- Exercise instructions: Lines of the data that contain the word "ridge" are the ones to copy.

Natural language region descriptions
────────────────────
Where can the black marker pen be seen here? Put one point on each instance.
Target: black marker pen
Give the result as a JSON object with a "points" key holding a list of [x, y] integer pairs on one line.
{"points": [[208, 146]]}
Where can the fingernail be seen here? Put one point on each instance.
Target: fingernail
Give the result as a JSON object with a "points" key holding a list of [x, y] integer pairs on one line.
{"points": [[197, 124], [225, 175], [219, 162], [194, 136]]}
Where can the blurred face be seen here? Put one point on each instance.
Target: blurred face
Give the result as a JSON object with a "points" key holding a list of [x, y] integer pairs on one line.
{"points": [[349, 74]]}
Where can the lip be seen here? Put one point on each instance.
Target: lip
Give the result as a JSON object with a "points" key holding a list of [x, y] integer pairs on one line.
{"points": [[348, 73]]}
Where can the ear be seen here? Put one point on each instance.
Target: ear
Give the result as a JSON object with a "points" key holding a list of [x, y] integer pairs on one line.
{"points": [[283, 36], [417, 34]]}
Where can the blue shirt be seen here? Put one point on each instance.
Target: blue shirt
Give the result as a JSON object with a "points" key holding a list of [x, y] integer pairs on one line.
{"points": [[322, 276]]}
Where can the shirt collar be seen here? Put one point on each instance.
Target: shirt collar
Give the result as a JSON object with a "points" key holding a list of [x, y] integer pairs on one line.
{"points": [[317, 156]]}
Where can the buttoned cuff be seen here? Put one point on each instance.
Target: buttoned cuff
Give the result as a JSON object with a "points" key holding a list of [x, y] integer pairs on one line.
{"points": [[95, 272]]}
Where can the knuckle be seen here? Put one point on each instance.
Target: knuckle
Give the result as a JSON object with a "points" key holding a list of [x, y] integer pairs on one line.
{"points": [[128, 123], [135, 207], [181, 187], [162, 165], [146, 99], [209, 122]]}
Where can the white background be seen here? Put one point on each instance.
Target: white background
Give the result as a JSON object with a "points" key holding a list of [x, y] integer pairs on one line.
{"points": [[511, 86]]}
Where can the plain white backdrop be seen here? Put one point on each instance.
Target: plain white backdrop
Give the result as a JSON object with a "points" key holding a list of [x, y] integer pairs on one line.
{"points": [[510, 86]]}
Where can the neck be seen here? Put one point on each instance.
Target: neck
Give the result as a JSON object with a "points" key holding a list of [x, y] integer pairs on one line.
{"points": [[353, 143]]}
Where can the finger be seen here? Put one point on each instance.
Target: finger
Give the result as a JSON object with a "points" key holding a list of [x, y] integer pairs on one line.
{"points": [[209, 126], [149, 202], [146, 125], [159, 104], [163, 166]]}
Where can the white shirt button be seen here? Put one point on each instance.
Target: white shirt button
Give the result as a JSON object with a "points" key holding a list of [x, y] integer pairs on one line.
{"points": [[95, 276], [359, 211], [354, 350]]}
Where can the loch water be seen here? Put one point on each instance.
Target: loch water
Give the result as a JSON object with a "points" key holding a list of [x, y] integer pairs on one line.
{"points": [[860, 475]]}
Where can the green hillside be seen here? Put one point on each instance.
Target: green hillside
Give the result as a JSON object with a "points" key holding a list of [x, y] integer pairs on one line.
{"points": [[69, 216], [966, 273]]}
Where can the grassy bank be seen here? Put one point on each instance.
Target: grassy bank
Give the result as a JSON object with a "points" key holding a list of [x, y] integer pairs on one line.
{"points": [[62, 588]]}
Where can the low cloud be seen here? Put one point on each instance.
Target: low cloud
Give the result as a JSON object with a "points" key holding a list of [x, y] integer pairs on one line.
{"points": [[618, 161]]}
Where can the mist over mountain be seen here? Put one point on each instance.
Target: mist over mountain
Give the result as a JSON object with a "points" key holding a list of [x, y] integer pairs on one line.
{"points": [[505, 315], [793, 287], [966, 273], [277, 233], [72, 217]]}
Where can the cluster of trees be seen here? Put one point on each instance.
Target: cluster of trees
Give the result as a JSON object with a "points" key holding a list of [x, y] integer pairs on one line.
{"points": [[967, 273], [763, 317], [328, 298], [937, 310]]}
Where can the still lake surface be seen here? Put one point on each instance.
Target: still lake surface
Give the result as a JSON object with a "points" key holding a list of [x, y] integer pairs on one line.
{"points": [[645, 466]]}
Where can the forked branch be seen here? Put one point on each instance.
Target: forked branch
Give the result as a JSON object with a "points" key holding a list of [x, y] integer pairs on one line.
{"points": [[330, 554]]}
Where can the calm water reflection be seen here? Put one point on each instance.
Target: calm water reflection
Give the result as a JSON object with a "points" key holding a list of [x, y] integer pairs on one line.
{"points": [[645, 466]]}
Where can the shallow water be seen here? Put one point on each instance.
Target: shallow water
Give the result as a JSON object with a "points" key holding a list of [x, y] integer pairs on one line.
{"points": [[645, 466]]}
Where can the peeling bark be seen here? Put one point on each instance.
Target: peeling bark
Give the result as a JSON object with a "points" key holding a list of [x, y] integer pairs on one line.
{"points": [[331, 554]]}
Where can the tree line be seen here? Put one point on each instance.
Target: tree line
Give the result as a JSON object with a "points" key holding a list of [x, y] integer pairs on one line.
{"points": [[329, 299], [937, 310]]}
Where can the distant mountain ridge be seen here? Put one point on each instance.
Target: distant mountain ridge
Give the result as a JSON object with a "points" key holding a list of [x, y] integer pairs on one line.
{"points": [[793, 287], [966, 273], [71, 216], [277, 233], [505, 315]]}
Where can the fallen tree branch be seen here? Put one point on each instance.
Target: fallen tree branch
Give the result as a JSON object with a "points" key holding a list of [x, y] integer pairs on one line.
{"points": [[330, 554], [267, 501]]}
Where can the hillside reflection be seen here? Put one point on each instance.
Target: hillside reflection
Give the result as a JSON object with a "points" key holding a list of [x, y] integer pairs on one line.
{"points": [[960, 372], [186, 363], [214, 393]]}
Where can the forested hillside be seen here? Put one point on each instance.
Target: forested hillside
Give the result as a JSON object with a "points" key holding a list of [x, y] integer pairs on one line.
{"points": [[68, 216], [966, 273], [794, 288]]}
────────────────────
- Task response:
Where can the distant mountain ridge be seen here? Put one point on each instance.
Target: distant mountain ridge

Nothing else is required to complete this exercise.